» INSTRUCCIONES:
Di si cada afirmación concuerda con el artículo sobre la victoria del "no" en Colombia. Responde sí o no y cita de forma literal las palabras del artículo que lo deciden.
1. La abstención fue la más alta desde las elecciones presidenciales de 1994.
2. Las encuestas anticipaban un margen muy estrecho entre el "sí" y el "no".
3. El "no" ganó por más de 55 mil votos.

» PÁGINA:
Después del NO de Colombia

Por Andrés Molano-Rojas*

 

Algunos analistas advirtieron desde el principio que, aunque la refrendación popular convalidara el Acuerdo Final para la Terminación del Conflicto y la Construcción de una Paz Estable y Duradera alcanzado entre el gobierno colombiano y la guerrilla de las FARC, el resultado sería todo menos contundente.

Lo que nunca esperó nadie — ni los expertos, ni los líderes de diversos sectores políticos y sociales, ni el conjunto de la ciudadanía — fue que el rechazo al Acuerdo lograra imponerse, como en efecto ocurrió el pasado 2 de octubre.

En marcado contraste con lo que dejaban entrever las encuestas, el escrutinio final reveló un estrechísimo margen entre los votos por el “sí” (favorables al Acuerdo) y los votos por el “no”. La victoria del “no” constituyó, por sí misma, un incontestable hecho político, con independencia de su valor cuantitativo (una ventaja de poco menos de 55 mil votos sobre el “sí”), e incluso, a despecho de la abstención — que alcanzó el 62,5%, el porcentaje más alto desde las elecciones presidenciales de 1994. Este inesperado hecho político puso en evidencia la imprevisión tanto del Gobierno como de los detractores y críticos del Acuerdo, así como de la principal fuerza de oposición, agrupada alrededor de la figura del expresidente y actual senador Álvaro Uribe, y su partido político, el Centro Democrático.

» DATOS REGISTRADOS:
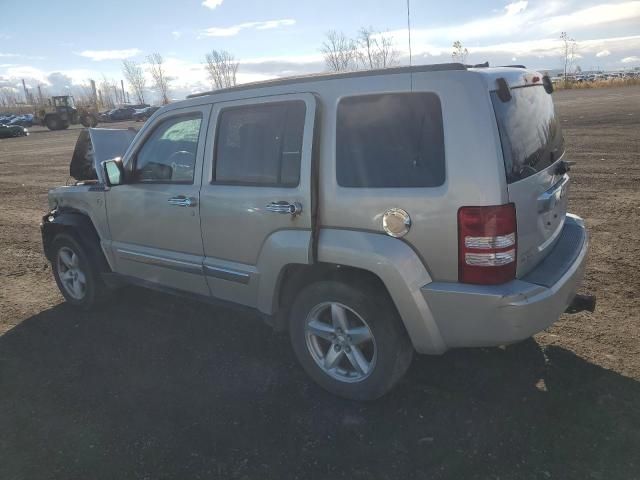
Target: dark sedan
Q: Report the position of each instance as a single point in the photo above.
(9, 131)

» SOLUCIÓN:
1. Sí: «que alcanzó el 62,5%, el porcentaje más alto desde las elecciones presidenciales de 1994».
2. No: «En marcado contraste con lo que dejaban entrever las encuestas, el escrutinio final reveló un estrechísimo margen entre los votos por el “sí” (favorables al Acuerdo) y los votos por el “no”».
3. No: «una ventaja de poco menos de 55 mil votos sobre el “sí”».